Short task - Locate each line in the records that contains the string "dirt" and copy those lines in full.

Excerpted data -
^^^^^^^^^^^^^^^^

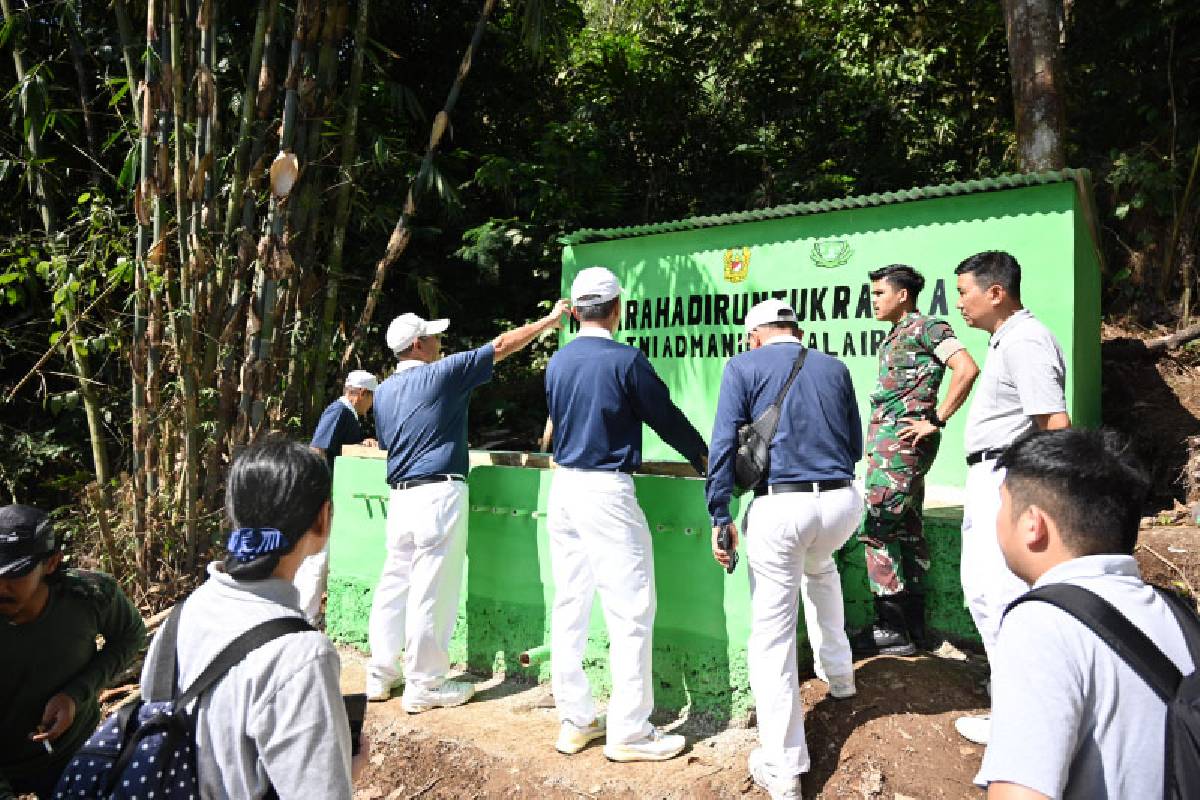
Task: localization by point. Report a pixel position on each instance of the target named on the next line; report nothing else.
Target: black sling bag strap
(1126, 639)
(1181, 693)
(163, 678)
(751, 458)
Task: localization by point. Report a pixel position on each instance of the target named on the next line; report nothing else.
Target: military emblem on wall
(831, 254)
(737, 264)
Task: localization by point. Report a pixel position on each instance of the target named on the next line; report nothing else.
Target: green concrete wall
(703, 614)
(676, 284)
(820, 264)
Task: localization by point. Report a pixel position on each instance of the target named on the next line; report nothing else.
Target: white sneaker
(975, 729)
(778, 788)
(379, 690)
(655, 747)
(449, 693)
(571, 739)
(840, 686)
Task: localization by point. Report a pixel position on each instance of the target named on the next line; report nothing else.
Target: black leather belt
(425, 481)
(802, 486)
(991, 453)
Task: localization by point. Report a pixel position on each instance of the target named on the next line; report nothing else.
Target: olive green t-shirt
(58, 653)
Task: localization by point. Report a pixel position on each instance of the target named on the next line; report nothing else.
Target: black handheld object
(725, 541)
(355, 711)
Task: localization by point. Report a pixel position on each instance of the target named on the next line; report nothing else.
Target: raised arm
(509, 342)
(652, 401)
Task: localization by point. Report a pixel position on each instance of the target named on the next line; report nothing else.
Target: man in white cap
(600, 392)
(421, 420)
(804, 510)
(340, 425)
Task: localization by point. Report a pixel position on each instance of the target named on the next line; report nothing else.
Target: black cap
(27, 536)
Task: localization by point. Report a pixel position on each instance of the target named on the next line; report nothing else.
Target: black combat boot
(889, 632)
(913, 607)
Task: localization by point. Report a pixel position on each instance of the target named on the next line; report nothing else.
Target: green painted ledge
(703, 614)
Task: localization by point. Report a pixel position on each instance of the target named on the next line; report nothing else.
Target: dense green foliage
(579, 113)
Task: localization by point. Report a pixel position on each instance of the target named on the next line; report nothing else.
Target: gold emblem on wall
(831, 254)
(737, 264)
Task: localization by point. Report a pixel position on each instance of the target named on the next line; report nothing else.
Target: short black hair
(1087, 481)
(900, 276)
(598, 312)
(994, 268)
(279, 483)
(784, 325)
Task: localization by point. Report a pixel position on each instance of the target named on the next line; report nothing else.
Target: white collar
(1091, 566)
(408, 364)
(597, 331)
(1018, 317)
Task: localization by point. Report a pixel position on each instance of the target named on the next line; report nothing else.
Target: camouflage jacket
(912, 362)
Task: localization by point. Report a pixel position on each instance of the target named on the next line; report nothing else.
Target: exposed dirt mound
(1156, 401)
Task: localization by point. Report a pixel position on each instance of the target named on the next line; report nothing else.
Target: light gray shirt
(276, 719)
(1069, 719)
(1023, 376)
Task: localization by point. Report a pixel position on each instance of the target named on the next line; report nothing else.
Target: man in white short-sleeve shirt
(1071, 719)
(1021, 388)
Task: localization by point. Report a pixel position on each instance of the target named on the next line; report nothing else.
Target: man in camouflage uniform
(903, 439)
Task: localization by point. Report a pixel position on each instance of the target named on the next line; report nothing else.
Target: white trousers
(988, 584)
(310, 581)
(599, 541)
(417, 600)
(790, 541)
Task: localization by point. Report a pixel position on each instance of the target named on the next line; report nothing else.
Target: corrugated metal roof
(820, 206)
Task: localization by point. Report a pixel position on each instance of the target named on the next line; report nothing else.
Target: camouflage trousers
(893, 534)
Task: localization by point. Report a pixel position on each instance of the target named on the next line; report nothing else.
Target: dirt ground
(894, 740)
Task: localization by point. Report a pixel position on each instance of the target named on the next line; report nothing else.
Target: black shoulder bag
(753, 458)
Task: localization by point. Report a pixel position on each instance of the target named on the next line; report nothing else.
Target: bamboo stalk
(322, 348)
(273, 258)
(402, 234)
(33, 113)
(125, 31)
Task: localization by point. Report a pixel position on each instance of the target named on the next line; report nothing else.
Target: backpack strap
(1189, 624)
(791, 378)
(165, 668)
(1126, 639)
(239, 649)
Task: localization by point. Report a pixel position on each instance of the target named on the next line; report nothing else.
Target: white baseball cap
(594, 286)
(768, 312)
(407, 328)
(361, 379)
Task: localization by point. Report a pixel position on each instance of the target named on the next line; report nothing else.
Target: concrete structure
(688, 286)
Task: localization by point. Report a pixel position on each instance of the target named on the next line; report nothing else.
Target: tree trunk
(401, 234)
(1033, 56)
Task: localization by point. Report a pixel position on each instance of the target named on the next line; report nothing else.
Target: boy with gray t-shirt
(1069, 717)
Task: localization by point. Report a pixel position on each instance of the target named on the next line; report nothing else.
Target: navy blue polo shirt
(820, 437)
(339, 426)
(600, 392)
(421, 414)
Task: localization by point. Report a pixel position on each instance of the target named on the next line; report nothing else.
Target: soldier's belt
(802, 486)
(991, 453)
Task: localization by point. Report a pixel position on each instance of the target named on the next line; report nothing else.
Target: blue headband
(250, 542)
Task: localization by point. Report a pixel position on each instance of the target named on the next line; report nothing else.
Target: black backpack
(753, 456)
(148, 749)
(1181, 770)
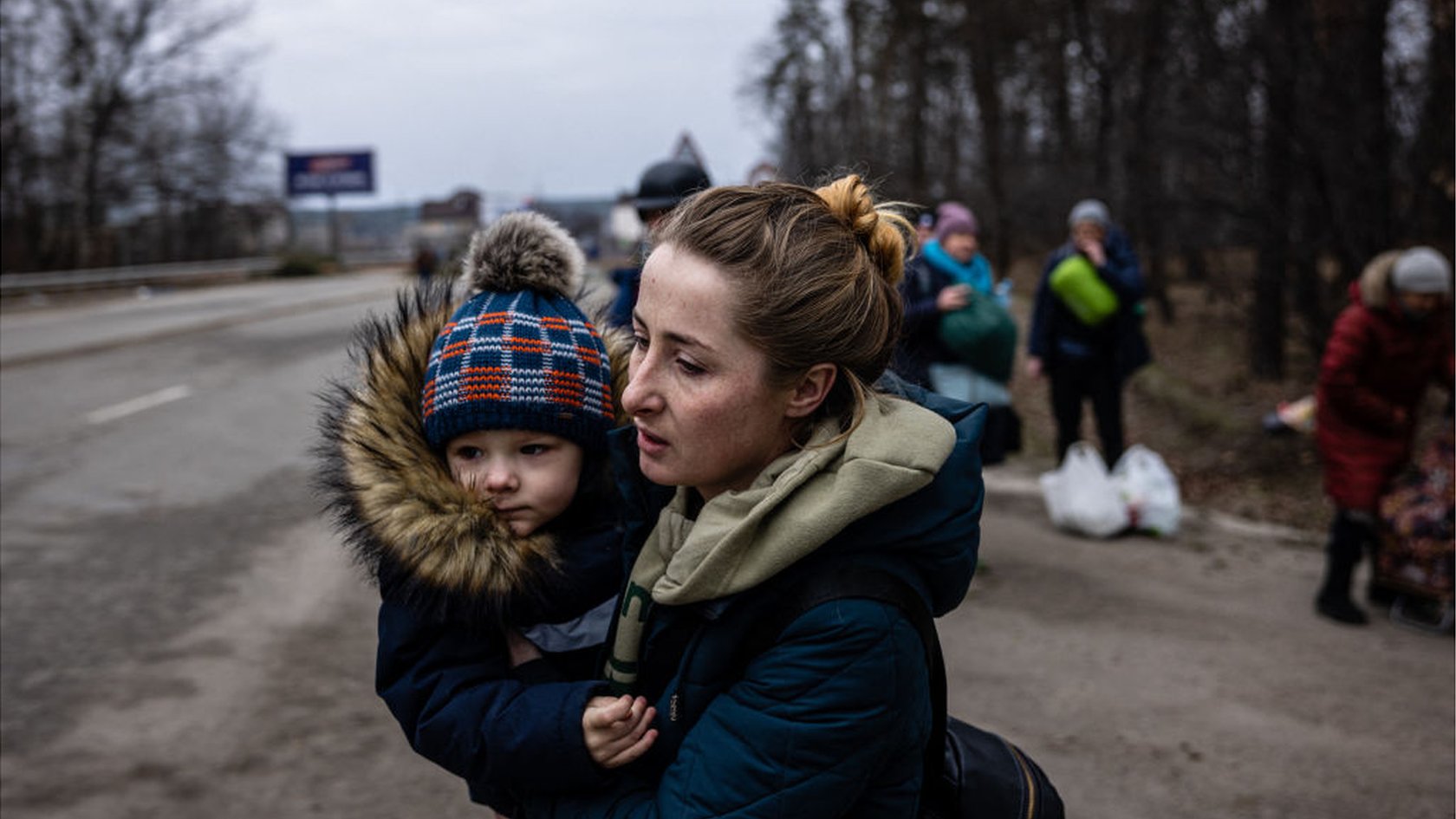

^^^^^^^^^^^^^^^^

Exercise response -
Target: exposed dirt mound
Target: dirt ground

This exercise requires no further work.